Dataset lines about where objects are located
□ □ □
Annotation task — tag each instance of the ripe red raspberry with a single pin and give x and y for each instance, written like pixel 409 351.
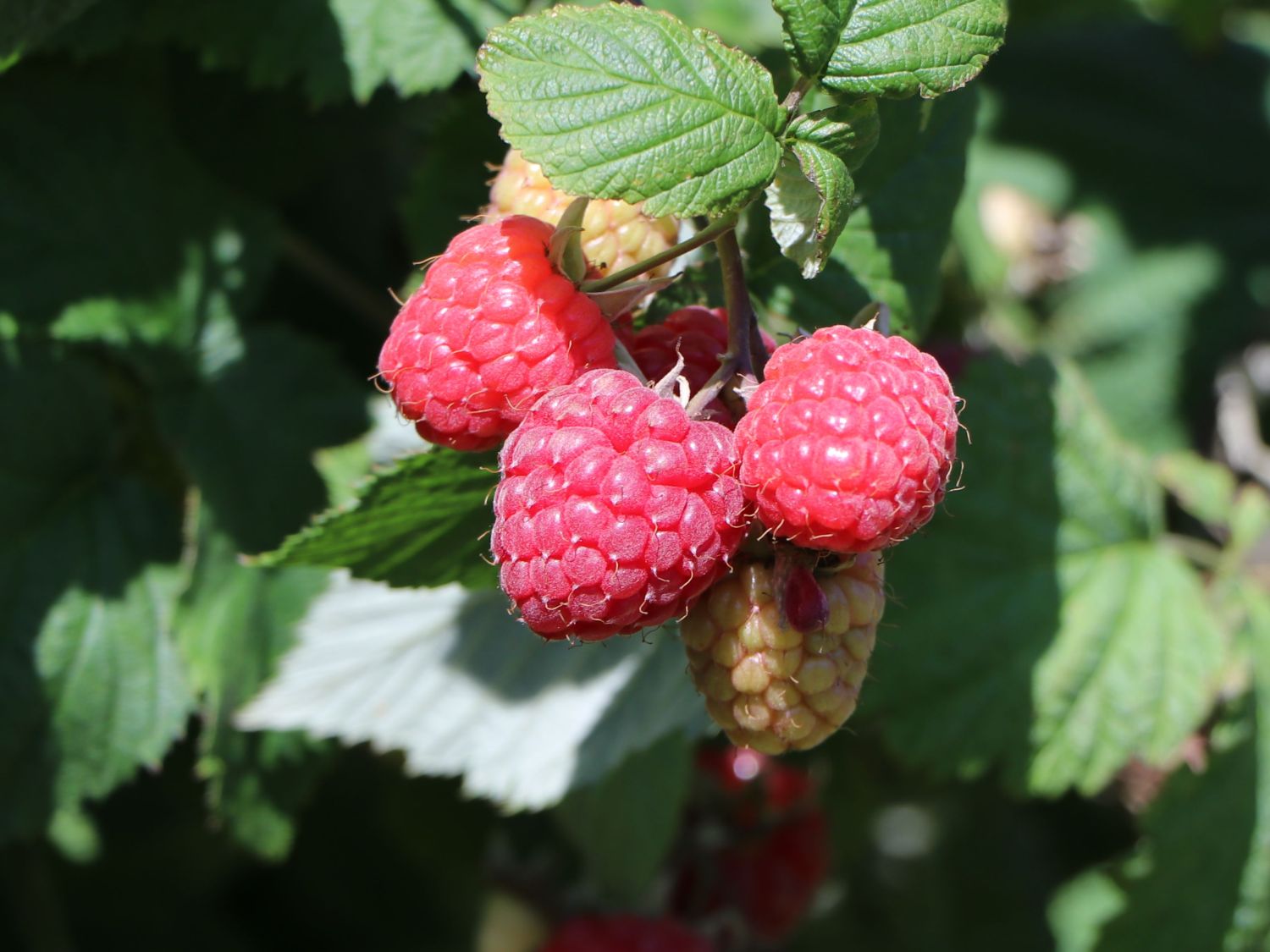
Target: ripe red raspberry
pixel 492 329
pixel 759 845
pixel 615 509
pixel 850 439
pixel 770 685
pixel 615 235
pixel 625 933
pixel 700 335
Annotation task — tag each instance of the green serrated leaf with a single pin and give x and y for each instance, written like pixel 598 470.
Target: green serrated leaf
pixel 625 824
pixel 808 205
pixel 447 677
pixel 1211 829
pixel 622 102
pixel 329 47
pixel 261 480
pixel 234 624
pixel 894 240
pixel 1129 327
pixel 812 30
pixel 1206 489
pixel 124 238
pixel 422 522
pixel 848 131
pixel 901 47
pixel 1044 626
pixel 1130 672
pixel 1080 911
pixel 416 45
pixel 91 683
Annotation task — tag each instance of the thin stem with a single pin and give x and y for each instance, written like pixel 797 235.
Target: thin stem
pixel 373 306
pixel 741 327
pixel 1199 551
pixel 736 296
pixel 706 235
pixel 794 99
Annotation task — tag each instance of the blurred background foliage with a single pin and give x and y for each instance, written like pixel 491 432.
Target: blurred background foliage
pixel 202 210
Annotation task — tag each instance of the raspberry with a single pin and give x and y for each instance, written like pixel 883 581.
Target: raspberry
pixel 615 509
pixel 700 334
pixel 772 850
pixel 848 442
pixel 770 685
pixel 492 329
pixel 614 234
pixel 625 933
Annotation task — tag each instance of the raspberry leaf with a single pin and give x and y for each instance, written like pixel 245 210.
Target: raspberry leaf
pixel 1212 828
pixel 25 25
pixel 893 243
pixel 901 47
pixel 625 824
pixel 91 682
pixel 329 47
pixel 809 201
pixel 388 536
pixel 233 626
pixel 812 30
pixel 447 677
pixel 848 131
pixel 417 46
pixel 622 102
pixel 1203 487
pixel 894 240
pixel 1094 642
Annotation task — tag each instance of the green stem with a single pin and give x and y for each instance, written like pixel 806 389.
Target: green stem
pixel 742 329
pixel 794 99
pixel 736 297
pixel 706 235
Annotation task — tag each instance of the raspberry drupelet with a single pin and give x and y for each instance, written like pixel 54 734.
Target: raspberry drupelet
pixel 615 509
pixel 493 327
pixel 848 442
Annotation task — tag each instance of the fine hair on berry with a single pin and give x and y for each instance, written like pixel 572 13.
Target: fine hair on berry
pixel 493 327
pixel 615 509
pixel 848 442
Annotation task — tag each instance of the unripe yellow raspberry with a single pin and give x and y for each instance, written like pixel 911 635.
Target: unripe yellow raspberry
pixel 615 235
pixel 770 685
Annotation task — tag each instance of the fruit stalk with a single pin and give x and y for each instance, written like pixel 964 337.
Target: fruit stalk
pixel 705 236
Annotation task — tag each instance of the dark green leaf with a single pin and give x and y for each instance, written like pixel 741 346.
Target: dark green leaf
pixel 234 625
pixel 1208 835
pixel 25 23
pixel 625 824
pixel 447 677
pixel 422 522
pixel 812 30
pixel 414 45
pixel 1039 622
pixel 248 432
pixel 1203 487
pixel 91 682
pixel 621 102
pixel 332 47
pixel 140 240
pixel 901 47
pixel 893 243
pixel 808 205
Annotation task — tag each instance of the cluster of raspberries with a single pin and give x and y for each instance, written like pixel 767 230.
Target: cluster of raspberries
pixel 617 510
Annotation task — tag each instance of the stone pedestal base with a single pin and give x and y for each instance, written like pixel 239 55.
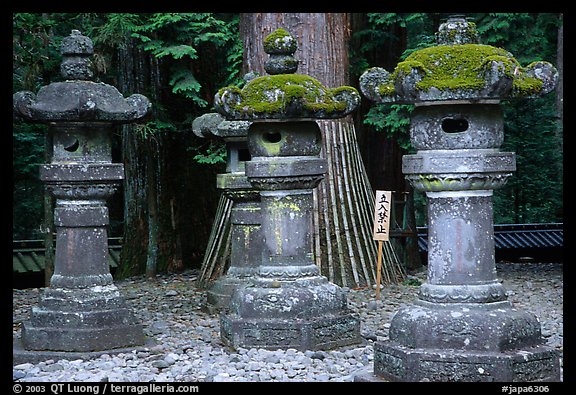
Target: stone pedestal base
pixel 220 293
pixel 465 342
pixel 305 314
pixel 322 333
pixel 81 320
pixel 393 362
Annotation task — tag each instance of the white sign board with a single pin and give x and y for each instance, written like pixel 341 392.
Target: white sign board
pixel 382 215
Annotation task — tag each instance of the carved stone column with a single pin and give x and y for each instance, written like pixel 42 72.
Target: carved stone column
pixel 83 311
pixel 245 239
pixel 461 327
pixel 288 304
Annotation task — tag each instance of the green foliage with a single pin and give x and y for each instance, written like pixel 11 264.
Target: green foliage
pixel 534 192
pixel 210 153
pixel 394 119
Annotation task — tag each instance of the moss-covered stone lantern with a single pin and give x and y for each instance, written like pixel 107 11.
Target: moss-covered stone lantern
pixel 245 241
pixel 288 304
pixel 461 327
pixel 82 312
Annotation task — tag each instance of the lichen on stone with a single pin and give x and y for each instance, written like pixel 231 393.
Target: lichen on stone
pixel 285 95
pixel 464 71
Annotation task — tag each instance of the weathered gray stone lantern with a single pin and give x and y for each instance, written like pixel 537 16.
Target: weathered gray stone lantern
pixel 82 311
pixel 245 240
pixel 461 327
pixel 288 304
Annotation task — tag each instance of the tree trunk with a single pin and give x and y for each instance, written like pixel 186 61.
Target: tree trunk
pixel 560 93
pixel 344 201
pixel 383 155
pixel 151 243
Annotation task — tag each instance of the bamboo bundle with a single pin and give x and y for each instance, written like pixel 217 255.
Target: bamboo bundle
pixel 342 220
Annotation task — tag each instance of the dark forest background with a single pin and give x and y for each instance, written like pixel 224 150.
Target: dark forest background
pixel 180 60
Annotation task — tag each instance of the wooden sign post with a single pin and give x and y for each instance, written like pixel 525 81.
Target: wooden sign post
pixel 381 228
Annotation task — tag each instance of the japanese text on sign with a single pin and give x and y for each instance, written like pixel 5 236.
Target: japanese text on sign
pixel 382 215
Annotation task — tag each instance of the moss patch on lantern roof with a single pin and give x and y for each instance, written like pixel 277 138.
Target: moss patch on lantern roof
pixel 451 67
pixel 274 94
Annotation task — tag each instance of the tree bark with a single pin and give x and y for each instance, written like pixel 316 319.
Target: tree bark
pixel 344 201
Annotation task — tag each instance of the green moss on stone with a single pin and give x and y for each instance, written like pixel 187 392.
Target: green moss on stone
pixel 272 94
pixel 457 67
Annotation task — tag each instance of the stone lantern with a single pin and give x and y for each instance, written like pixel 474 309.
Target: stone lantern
pixel 83 311
pixel 245 243
pixel 461 327
pixel 287 304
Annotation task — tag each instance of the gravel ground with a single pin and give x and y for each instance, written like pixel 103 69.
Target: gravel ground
pixel 187 347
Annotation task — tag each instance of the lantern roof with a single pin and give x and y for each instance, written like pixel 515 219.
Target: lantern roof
pixel 283 94
pixel 458 68
pixel 78 98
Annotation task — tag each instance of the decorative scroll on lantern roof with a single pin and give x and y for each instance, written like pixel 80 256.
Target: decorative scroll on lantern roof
pixel 458 68
pixel 78 98
pixel 283 94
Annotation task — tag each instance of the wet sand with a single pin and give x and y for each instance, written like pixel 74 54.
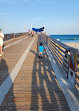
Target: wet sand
pixel 75 45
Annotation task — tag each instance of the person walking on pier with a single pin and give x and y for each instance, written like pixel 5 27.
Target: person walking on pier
pixel 1 40
pixel 41 48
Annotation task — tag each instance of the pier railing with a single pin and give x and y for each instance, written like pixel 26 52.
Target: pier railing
pixel 66 57
pixel 13 35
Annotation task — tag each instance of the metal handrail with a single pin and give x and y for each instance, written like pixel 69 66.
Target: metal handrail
pixel 62 55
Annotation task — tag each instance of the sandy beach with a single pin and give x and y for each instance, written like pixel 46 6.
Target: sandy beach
pixel 75 45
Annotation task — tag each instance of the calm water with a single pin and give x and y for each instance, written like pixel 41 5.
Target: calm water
pixel 67 38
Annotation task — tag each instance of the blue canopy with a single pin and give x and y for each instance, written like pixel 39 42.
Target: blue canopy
pixel 38 30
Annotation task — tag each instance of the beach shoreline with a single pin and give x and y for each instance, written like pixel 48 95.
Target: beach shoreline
pixel 75 45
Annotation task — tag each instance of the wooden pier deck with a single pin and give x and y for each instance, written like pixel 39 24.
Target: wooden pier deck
pixel 35 86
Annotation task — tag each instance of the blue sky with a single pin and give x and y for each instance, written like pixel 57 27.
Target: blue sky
pixel 58 16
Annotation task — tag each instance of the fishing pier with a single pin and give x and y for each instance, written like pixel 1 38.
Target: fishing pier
pixel 30 83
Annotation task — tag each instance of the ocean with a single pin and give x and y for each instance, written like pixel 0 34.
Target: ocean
pixel 67 38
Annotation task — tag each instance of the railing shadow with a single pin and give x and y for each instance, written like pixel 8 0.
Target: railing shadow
pixel 46 93
pixel 7 99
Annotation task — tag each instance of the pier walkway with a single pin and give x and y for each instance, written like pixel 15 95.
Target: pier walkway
pixel 27 82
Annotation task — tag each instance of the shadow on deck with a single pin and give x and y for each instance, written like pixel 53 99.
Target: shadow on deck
pixel 46 92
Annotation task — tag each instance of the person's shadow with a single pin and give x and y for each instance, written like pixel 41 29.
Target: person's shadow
pixel 7 99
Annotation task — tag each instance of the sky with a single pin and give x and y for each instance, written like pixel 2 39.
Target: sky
pixel 58 16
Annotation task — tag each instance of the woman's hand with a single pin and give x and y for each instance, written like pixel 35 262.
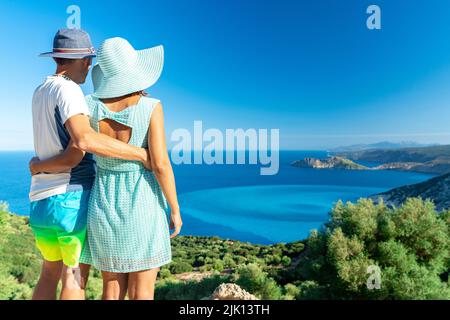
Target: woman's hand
pixel 175 222
pixel 33 165
pixel 147 161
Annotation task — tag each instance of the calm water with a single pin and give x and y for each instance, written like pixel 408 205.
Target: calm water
pixel 235 201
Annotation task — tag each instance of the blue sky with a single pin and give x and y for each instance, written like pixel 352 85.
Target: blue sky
pixel 310 68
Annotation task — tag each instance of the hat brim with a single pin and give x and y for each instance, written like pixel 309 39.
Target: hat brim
pixel 67 55
pixel 142 75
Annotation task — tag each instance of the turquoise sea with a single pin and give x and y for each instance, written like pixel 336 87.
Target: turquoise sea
pixel 236 202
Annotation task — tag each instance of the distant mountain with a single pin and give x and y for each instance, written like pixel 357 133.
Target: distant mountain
pixel 432 159
pixel 328 163
pixel 380 145
pixel 436 189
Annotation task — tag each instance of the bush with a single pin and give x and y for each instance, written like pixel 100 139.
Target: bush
pixel 251 278
pixel 180 267
pixel 410 246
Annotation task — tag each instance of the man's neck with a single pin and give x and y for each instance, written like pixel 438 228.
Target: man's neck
pixel 64 72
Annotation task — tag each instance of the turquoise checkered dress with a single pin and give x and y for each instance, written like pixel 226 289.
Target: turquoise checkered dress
pixel 127 219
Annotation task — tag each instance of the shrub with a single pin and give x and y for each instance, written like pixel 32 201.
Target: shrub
pixel 409 244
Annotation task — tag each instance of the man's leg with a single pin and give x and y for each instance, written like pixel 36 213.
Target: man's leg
pixel 48 281
pixel 74 281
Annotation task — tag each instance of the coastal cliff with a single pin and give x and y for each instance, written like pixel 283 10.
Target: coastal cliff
pixel 436 189
pixel 328 163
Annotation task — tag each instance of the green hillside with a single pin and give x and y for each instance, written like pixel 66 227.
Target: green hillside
pixel 410 245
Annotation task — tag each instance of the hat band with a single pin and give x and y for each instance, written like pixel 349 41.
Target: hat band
pixel 74 51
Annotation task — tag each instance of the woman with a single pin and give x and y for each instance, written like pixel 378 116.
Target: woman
pixel 128 234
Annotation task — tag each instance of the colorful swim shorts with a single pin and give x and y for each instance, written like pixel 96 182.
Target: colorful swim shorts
pixel 59 225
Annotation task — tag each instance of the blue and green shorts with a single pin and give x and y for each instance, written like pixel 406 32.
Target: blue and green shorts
pixel 59 225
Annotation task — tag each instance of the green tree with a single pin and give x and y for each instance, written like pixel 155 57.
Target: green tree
pixel 410 246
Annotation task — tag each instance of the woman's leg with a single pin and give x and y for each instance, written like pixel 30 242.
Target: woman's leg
□ □ □
### EXERCISE
Copy the lines starting at the very first one and ending at the line that contains "pixel 700 335", with both of those included. Leave the pictures out of your copy.

### OUTPUT FOR THIS EXERCISE
Annotation task — tag each instance of the ripe red raspberry with a single pin and give x and y for each instance, written like pixel 409 351.
Target: ripe red raspberry
pixel 492 329
pixel 759 845
pixel 615 509
pixel 850 439
pixel 770 685
pixel 615 235
pixel 625 933
pixel 700 335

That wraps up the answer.